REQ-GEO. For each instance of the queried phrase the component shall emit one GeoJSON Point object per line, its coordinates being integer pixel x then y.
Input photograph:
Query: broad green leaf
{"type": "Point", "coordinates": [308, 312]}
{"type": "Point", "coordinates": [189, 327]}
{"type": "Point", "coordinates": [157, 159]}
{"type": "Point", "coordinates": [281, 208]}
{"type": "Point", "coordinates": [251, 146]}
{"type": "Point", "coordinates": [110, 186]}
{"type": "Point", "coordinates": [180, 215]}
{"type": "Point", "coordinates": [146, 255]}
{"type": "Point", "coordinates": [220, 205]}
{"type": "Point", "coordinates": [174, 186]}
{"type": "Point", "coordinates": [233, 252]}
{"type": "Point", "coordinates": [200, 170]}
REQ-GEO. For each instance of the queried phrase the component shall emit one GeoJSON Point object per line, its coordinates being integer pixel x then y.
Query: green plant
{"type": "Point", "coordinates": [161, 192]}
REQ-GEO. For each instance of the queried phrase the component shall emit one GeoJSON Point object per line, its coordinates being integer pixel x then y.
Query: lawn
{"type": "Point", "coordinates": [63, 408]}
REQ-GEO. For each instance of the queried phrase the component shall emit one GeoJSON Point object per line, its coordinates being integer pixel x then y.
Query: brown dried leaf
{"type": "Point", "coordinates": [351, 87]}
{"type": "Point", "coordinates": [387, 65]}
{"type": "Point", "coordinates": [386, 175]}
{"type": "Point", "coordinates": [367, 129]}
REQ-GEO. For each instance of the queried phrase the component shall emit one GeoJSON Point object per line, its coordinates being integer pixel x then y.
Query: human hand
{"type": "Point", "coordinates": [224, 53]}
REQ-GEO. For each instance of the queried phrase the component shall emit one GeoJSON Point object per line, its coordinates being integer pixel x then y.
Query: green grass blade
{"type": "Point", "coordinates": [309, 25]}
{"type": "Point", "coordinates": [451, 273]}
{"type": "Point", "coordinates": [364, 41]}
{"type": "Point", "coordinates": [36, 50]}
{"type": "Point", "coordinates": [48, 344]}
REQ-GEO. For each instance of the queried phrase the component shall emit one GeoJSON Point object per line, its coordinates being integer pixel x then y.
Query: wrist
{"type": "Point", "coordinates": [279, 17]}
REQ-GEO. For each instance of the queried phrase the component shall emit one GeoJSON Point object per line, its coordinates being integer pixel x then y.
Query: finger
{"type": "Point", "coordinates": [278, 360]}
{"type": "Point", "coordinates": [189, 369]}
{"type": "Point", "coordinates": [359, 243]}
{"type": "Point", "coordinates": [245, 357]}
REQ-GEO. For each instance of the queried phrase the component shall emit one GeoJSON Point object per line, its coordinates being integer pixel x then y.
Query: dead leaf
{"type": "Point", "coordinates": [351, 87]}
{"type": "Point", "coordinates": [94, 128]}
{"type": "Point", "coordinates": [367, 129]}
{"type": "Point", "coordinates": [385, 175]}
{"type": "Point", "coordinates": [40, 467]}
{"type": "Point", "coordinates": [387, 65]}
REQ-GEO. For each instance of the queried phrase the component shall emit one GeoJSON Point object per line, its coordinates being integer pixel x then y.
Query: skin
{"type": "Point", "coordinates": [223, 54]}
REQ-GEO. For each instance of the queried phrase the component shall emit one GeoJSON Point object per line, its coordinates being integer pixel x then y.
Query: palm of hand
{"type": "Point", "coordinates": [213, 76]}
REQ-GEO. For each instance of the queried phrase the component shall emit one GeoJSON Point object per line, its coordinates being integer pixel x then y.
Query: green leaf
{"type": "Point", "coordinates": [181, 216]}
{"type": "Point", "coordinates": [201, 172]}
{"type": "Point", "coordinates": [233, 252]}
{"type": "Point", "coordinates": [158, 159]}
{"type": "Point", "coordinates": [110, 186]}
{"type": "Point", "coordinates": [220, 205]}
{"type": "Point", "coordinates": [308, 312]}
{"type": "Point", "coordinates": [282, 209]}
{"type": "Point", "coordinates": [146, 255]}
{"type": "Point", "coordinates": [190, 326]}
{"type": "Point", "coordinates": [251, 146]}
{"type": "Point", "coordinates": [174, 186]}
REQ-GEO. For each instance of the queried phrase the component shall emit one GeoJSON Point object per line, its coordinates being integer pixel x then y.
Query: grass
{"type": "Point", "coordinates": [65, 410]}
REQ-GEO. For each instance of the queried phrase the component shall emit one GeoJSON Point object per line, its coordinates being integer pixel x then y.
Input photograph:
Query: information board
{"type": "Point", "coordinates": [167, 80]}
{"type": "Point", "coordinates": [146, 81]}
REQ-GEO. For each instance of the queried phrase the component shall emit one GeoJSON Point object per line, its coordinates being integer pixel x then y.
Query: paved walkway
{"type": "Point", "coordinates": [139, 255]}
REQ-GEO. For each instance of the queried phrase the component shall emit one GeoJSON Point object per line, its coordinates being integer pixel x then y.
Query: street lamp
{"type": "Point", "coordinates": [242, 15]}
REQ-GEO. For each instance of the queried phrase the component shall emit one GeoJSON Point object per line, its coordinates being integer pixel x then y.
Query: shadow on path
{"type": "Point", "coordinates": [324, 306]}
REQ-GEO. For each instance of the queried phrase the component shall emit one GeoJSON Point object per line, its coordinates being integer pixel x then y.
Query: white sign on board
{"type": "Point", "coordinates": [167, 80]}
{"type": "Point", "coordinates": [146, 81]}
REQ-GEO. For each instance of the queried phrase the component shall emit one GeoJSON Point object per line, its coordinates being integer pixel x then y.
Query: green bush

===

§ **Task prompt**:
Please output the full listing, keeping every character the same.

§ **Your solution**:
REQ-GEO. For each instance of the queried phrase the component shall emit one GeoJSON Point object per line, its coordinates being integer pixel x then y.
Input photograph:
Query: broad green leaf
{"type": "Point", "coordinates": [308, 312]}
{"type": "Point", "coordinates": [189, 327]}
{"type": "Point", "coordinates": [157, 159]}
{"type": "Point", "coordinates": [281, 208]}
{"type": "Point", "coordinates": [251, 146]}
{"type": "Point", "coordinates": [110, 186]}
{"type": "Point", "coordinates": [180, 215]}
{"type": "Point", "coordinates": [146, 255]}
{"type": "Point", "coordinates": [220, 205]}
{"type": "Point", "coordinates": [174, 186]}
{"type": "Point", "coordinates": [233, 252]}
{"type": "Point", "coordinates": [200, 170]}
REQ-GEO. For each instance of the queried phrase the component shall emit one GeoJSON Point object per line, its coordinates being integer pixel x then y.
Query: green plant
{"type": "Point", "coordinates": [161, 192]}
REQ-GEO. For each instance of the queried phrase the component shall emit one GeoJSON Point object per line, its coordinates being integer pixel x then y.
Query: lawn
{"type": "Point", "coordinates": [63, 408]}
REQ-GEO. For each instance of the queried phrase the component shall emit one GeoJSON Point object per line, its coordinates being integer pixel x then y.
Query: brown dried leaf
{"type": "Point", "coordinates": [351, 87]}
{"type": "Point", "coordinates": [387, 65]}
{"type": "Point", "coordinates": [386, 175]}
{"type": "Point", "coordinates": [367, 129]}
REQ-GEO. For each instance of the queried phrase the component shall emit one GeoJSON Point object per line, its coordinates being integer pixel x then y.
Query: human hand
{"type": "Point", "coordinates": [224, 53]}
REQ-GEO. For each instance of the queried phrase the component shall emit one GeoJSON Point object per line, its coordinates being integer pixel x then y.
Query: green grass blade
{"type": "Point", "coordinates": [309, 25]}
{"type": "Point", "coordinates": [451, 273]}
{"type": "Point", "coordinates": [364, 41]}
{"type": "Point", "coordinates": [36, 50]}
{"type": "Point", "coordinates": [48, 344]}
REQ-GEO. For each instance of the queried phrase the component shall emit one GeoJSON Point object per line, its coordinates being integer pixel x then y.
Query: wrist
{"type": "Point", "coordinates": [279, 17]}
REQ-GEO. For each instance of the queried phrase the component shall emit one GeoJSON Point object per line, its coordinates being integer pixel x then y.
Query: finger
{"type": "Point", "coordinates": [278, 360]}
{"type": "Point", "coordinates": [189, 369]}
{"type": "Point", "coordinates": [359, 243]}
{"type": "Point", "coordinates": [245, 357]}
REQ-GEO. For each instance of the queried phrase the component shall emit one GeoJSON Point object per line, its coordinates being integer pixel x then y.
Query: dead leaf
{"type": "Point", "coordinates": [351, 87]}
{"type": "Point", "coordinates": [94, 128]}
{"type": "Point", "coordinates": [367, 129]}
{"type": "Point", "coordinates": [385, 175]}
{"type": "Point", "coordinates": [40, 467]}
{"type": "Point", "coordinates": [387, 65]}
REQ-GEO. For each instance of the queried phrase the component shall emit one GeoJSON Point object per line, its coordinates being integer pixel x then y.
Query: skin
{"type": "Point", "coordinates": [223, 54]}
REQ-GEO. For each instance of the queried phrase the component shall emit one GeoJSON Point object per line, its coordinates being integer pixel x then y.
Query: palm of hand
{"type": "Point", "coordinates": [213, 76]}
REQ-GEO. For each instance of the queried phrase the component shall emit one GeoJSON Point object per line, its coordinates being integer pixel x then y.
Query: green leaf
{"type": "Point", "coordinates": [181, 216]}
{"type": "Point", "coordinates": [201, 172]}
{"type": "Point", "coordinates": [233, 252]}
{"type": "Point", "coordinates": [158, 159]}
{"type": "Point", "coordinates": [110, 186]}
{"type": "Point", "coordinates": [220, 205]}
{"type": "Point", "coordinates": [308, 312]}
{"type": "Point", "coordinates": [282, 209]}
{"type": "Point", "coordinates": [146, 255]}
{"type": "Point", "coordinates": [190, 326]}
{"type": "Point", "coordinates": [251, 146]}
{"type": "Point", "coordinates": [174, 186]}
REQ-GEO. For each instance of the queried phrase the component shall emit one GeoJSON Point object per line, its coordinates being integer pixel x then y.
Query: grass
{"type": "Point", "coordinates": [65, 410]}
REQ-GEO. For each instance of the queried phrase the component shall emit one GeoJSON Point object per line, its coordinates being integer pixel x then y.
Input photograph:
Query: information board
{"type": "Point", "coordinates": [167, 80]}
{"type": "Point", "coordinates": [146, 81]}
REQ-GEO. For each instance of the queried phrase the component shall emit one GeoJSON Point object per line, its coordinates being integer pixel x then y.
Query: paved walkway
{"type": "Point", "coordinates": [139, 255]}
REQ-GEO. For each instance of the queried phrase the component shall emit one GeoJSON Point object per line, its coordinates being integer pixel x then y.
Query: street lamp
{"type": "Point", "coordinates": [242, 15]}
REQ-GEO. For each instance of the queried phrase the component shall emit one GeoJSON Point object per line, its coordinates being integer pixel x then y.
Query: shadow on path
{"type": "Point", "coordinates": [324, 306]}
REQ-GEO. For each instance of the queried phrase the component shall emit one GeoJSON Point object per line, its coordinates being integer pixel x then y.
Query: white sign on board
{"type": "Point", "coordinates": [167, 80]}
{"type": "Point", "coordinates": [146, 81]}
REQ-GEO. For each instance of the queried phrase the component shall emit one GeoJSON Point object per line, its coordinates being integer pixel x then y.
Query: green bush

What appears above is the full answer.